Give back all the data exactly, line by line.

* start Information given *

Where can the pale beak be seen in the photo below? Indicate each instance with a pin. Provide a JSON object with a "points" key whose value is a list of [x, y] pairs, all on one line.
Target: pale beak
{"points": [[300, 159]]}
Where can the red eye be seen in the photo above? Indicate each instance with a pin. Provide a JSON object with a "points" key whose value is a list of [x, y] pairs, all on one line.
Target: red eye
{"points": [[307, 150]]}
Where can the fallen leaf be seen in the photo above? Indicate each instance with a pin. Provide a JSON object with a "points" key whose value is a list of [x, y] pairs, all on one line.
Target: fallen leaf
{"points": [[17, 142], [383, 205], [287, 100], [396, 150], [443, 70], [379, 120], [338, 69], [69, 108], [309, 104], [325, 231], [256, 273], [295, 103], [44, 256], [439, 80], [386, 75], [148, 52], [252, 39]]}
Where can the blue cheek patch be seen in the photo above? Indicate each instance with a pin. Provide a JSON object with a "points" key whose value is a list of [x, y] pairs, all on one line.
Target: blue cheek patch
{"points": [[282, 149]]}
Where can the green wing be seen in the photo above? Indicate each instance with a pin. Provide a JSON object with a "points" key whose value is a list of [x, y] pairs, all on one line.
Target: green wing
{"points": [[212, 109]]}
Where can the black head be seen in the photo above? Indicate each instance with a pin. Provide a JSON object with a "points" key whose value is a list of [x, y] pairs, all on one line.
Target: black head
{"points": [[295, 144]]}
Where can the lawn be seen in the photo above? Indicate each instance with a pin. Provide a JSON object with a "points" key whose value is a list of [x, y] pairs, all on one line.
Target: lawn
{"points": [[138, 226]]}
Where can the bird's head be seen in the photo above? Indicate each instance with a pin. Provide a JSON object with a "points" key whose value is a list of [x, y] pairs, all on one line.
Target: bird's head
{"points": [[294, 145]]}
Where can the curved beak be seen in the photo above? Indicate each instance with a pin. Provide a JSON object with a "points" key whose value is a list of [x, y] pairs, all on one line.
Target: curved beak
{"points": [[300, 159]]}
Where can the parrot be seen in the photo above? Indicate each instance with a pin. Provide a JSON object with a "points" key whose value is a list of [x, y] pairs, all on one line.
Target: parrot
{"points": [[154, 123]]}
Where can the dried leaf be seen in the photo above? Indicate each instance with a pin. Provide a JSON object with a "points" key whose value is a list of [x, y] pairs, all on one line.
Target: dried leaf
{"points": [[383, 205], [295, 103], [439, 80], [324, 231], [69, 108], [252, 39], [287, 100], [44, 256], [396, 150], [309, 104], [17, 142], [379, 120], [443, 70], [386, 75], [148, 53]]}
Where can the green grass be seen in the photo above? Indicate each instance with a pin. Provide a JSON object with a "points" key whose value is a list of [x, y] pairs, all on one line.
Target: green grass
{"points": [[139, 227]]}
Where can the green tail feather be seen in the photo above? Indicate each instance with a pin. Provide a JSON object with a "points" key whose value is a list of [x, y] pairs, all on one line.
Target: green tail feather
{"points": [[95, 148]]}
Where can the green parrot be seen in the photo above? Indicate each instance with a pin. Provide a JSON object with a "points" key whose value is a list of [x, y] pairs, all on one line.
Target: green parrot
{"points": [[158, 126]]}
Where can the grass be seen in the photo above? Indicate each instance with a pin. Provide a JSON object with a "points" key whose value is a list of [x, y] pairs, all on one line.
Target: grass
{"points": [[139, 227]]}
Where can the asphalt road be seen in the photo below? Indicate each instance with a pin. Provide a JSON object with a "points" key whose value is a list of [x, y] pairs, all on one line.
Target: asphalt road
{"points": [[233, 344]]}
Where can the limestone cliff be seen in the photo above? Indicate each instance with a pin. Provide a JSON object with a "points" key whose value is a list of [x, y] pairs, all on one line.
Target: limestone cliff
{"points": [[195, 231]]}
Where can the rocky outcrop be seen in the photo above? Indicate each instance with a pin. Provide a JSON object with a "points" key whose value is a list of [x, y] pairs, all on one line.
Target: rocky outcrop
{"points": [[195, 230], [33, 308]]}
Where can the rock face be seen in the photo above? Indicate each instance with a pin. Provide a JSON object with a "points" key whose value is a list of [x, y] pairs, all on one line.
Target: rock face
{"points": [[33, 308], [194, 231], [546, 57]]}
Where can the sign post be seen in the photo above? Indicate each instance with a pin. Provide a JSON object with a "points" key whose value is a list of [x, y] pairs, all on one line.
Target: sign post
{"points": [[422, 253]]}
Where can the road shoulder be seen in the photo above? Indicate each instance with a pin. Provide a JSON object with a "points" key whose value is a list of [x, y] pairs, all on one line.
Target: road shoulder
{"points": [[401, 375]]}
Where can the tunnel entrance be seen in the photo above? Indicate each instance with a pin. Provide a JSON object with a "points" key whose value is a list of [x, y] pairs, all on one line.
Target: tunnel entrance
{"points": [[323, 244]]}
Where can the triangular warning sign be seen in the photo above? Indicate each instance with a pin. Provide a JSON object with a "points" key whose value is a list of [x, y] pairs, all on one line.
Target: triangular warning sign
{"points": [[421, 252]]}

* end Information given *

> Response to the task:
Where can the pale beak be seen in the photo below? Indicate each instance with a pin. Provide a JSON object with a "points" key whose value is a list of [x, y] pairs, all on one line.
Target: pale beak
{"points": [[300, 159]]}
Where can the red eye be seen in the photo above? Indicate each instance with a pin. Provide a JSON object with a "points" key whose value is a list of [x, y] pairs, all on one line.
Target: red eye
{"points": [[307, 150]]}
Where can the fallen leaf be seen in the photo above? Indicate each instance with a pin. Provide a JSON object with a "points" key whose value is a list of [x, y] pairs, all on one line.
Target: fallen leaf
{"points": [[17, 142], [383, 205], [287, 100], [396, 150], [443, 70], [379, 120], [338, 69], [69, 108], [309, 104], [325, 231], [256, 273], [295, 103], [44, 256], [439, 80], [386, 75], [148, 52], [252, 39]]}
Where can the blue cheek patch be seen in the photo above? Indicate each instance with a pin. Provide a JSON object with a "points" key whose value is a list of [x, y] pairs, all on one line.
Target: blue cheek patch
{"points": [[282, 149]]}
Where can the green wing be seen in the photo above? Indicate each instance with a pin. Provide a JSON object with a "points" key whose value is a list of [x, y] pairs, all on one line.
Target: green wing
{"points": [[212, 109]]}
Where can the black head be seen in the photo above? Indicate each instance with a pin. Provide a JSON object with a "points" key whose value is a list of [x, y] pairs, all on one line.
Target: black head
{"points": [[295, 144]]}
Where can the lawn be seen in the photo above? Indicate each instance with a pin. Provide a JSON object with a "points" key whose value is a list of [x, y] pairs, all on one line.
Target: lawn
{"points": [[138, 226]]}
Where can the bird's head be seen in the photo above? Indicate each instance with a pin. Provide a JSON object with a "points" key whose value is a list of [x, y] pairs, all on one line.
Target: bird's head
{"points": [[294, 145]]}
Where can the curved beak be seen in the photo above? Indicate each instance with a pin. Provide a JSON object with a "points" key whose value is a list of [x, y] pairs, all on one line.
Target: curved beak
{"points": [[300, 159]]}
Where can the parrot be seen in the photo above? Indicate each instance with a pin. Provide a JSON object with a "points" key whose value is a list of [x, y] pairs, all on one line.
Target: parrot
{"points": [[154, 123]]}
Where can the dried leaf be seen in the photo above? Indicate each instance with a pin. Provide a JSON object with a "points" key whose value is a list of [x, y] pairs, all on one line.
Target: dried leaf
{"points": [[383, 205], [295, 103], [439, 80], [324, 231], [69, 108], [252, 39], [287, 100], [44, 256], [396, 150], [309, 104], [17, 142], [379, 120], [443, 70], [386, 75], [148, 53]]}
Where can the green grass be seen in the photo above? Indicate each instance with a pin. Provide a JSON object with a "points" key whose value is a list of [x, y] pairs, all on one line.
Target: green grass
{"points": [[139, 227]]}
Where can the green tail feather be seen in the photo above? Indicate each instance with a pin. Provide a JSON object with a "points" key whose value is a list of [x, y] pairs, all on one line.
Target: green tail feather
{"points": [[95, 148]]}
Where can the green parrot be seen in the photo above? Indicate each instance with a pin. Provide a JSON object with a "points" key whose value is a list of [x, y] pairs, all on one line.
Target: green parrot
{"points": [[158, 126]]}
Where can the grass be seen in the photo above? Indicate each instance with a pin. Provide a JSON object with a "points" key whose value is a list of [x, y] pairs, all on one line.
Target: grass
{"points": [[139, 227]]}
Where can the asphalt road be seen in the photo below? Indicate each instance with a pin. Provide a JSON object with a "points" key whose value is a list of [x, y] pairs, all on one line.
Target: asphalt road
{"points": [[233, 344]]}
Where can the limestone cliff be seen in the photo above? Indicate each instance with a pin. Provide a JSON object with a "points" key whose value is a list of [x, y] pairs, all on one line.
Target: limestone cliff
{"points": [[195, 231]]}
Where can the rocky outcrop be seen in the photo above? Indicate each instance with a pin. Provide a JSON object with a "points" key whose value is a list of [x, y] pairs, all on one line.
Target: rocky outcrop
{"points": [[195, 230], [33, 308]]}
Where can the rock face be seen in the photo above? Indicate each instance with a pin. Provide a JSON object with a "points" key whose value is a list of [x, y] pairs, all on one line.
Target: rock face
{"points": [[33, 308], [194, 231], [546, 57]]}
Where can the sign post be seen in the photo above? Indicate each instance with a pin. Provide a JSON object with a "points" key whose value is a list of [x, y] pairs, all on one line.
Target: sign post
{"points": [[422, 253]]}
Where can the road shoulder be seen in the photo above? Indicate each instance with a pin. Provide a JSON object with a "points" key whose value is a list of [x, y] pairs, all on one line.
Target: road shoulder
{"points": [[401, 375]]}
Where can the tunnel entrance be seen in the photo above? Indicate each instance with a pin. Provide a JSON object with a "points" key whose value is a list of [x, y] pairs, all on one line.
Target: tunnel entrance
{"points": [[323, 244]]}
Where can the triangular warning sign be seen in the photo above? Indicate each instance with a pin. Provide a JSON object with a "points" key whose value is a list of [x, y] pairs, all on one line.
Target: triangular warning sign
{"points": [[421, 252]]}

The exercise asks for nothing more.